Nothing but the lines from the one that holds "like [216, 209]." through the end of the material should be repeated, each exactly as it stands, and pictures stay out.

_Input records_.
-- Opening Marker --

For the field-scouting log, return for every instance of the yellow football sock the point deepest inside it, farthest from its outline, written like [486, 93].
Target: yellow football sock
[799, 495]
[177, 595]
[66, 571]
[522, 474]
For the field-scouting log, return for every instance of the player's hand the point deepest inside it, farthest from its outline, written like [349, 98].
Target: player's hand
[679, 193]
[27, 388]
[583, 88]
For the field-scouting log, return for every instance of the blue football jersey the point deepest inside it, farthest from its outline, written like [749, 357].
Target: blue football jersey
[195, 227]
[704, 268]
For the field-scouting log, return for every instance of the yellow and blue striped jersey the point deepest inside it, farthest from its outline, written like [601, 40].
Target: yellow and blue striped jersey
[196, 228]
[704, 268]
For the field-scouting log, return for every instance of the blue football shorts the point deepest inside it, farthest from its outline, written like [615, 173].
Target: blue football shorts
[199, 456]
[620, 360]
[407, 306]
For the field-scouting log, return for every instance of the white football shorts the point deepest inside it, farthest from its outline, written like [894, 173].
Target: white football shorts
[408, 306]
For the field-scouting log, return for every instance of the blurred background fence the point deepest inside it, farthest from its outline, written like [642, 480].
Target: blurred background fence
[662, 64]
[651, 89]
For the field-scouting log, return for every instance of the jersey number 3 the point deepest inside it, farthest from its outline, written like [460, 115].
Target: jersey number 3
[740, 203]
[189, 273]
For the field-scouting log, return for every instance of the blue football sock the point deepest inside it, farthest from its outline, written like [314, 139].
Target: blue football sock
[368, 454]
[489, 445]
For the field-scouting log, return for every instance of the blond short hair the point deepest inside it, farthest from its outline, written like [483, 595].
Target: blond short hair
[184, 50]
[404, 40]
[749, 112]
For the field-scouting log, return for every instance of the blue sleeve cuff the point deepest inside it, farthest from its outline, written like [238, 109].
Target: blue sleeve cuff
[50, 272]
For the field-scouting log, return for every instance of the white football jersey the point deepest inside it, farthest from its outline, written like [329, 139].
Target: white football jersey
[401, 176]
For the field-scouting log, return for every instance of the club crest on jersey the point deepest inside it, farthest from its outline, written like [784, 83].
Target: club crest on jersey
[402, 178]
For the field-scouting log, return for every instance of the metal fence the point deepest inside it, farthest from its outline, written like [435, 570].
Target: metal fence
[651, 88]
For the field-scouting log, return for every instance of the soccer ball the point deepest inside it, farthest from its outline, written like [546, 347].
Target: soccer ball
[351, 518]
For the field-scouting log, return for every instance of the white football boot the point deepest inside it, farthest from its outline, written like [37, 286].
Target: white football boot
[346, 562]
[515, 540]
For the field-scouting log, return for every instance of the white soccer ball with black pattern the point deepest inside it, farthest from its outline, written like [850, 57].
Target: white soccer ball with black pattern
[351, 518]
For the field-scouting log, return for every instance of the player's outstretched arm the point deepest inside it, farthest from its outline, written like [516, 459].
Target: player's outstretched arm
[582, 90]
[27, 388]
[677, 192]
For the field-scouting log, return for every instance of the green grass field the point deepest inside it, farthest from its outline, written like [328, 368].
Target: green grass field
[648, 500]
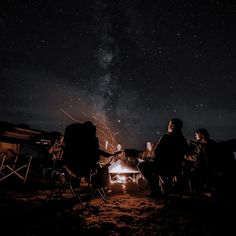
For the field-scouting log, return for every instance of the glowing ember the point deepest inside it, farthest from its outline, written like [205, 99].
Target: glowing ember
[120, 168]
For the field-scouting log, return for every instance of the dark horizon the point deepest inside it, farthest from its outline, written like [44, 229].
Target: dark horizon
[129, 66]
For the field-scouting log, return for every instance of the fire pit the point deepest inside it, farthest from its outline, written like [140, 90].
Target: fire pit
[123, 177]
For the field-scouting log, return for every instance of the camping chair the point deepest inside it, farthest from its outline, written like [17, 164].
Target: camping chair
[17, 166]
[80, 162]
[83, 188]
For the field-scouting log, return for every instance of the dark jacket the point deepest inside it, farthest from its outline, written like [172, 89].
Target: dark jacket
[169, 153]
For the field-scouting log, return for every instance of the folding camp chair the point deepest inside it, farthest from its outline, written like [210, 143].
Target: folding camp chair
[18, 166]
[80, 160]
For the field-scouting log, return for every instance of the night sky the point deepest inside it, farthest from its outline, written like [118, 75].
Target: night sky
[128, 66]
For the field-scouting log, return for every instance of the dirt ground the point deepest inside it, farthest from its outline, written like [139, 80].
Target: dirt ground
[30, 211]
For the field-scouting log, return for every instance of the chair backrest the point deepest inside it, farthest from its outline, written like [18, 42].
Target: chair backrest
[17, 167]
[81, 151]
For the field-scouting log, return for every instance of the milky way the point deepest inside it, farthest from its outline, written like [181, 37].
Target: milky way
[128, 66]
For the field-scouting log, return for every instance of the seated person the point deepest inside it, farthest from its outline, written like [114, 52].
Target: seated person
[169, 154]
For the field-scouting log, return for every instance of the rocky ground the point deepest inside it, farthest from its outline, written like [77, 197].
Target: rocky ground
[29, 211]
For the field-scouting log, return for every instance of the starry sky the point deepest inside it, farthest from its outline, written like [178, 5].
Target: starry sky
[129, 66]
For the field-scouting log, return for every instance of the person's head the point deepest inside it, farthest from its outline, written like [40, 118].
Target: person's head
[202, 134]
[175, 124]
[119, 147]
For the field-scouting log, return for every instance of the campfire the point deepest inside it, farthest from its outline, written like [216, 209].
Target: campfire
[123, 175]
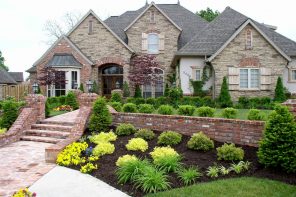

-- Closing Marker --

_Solution below_.
For the field-scouting log, return for every instance of the campfire the point deepest inside it, farthest from its outline, written like [216, 209].
Target: campfire
[123, 175]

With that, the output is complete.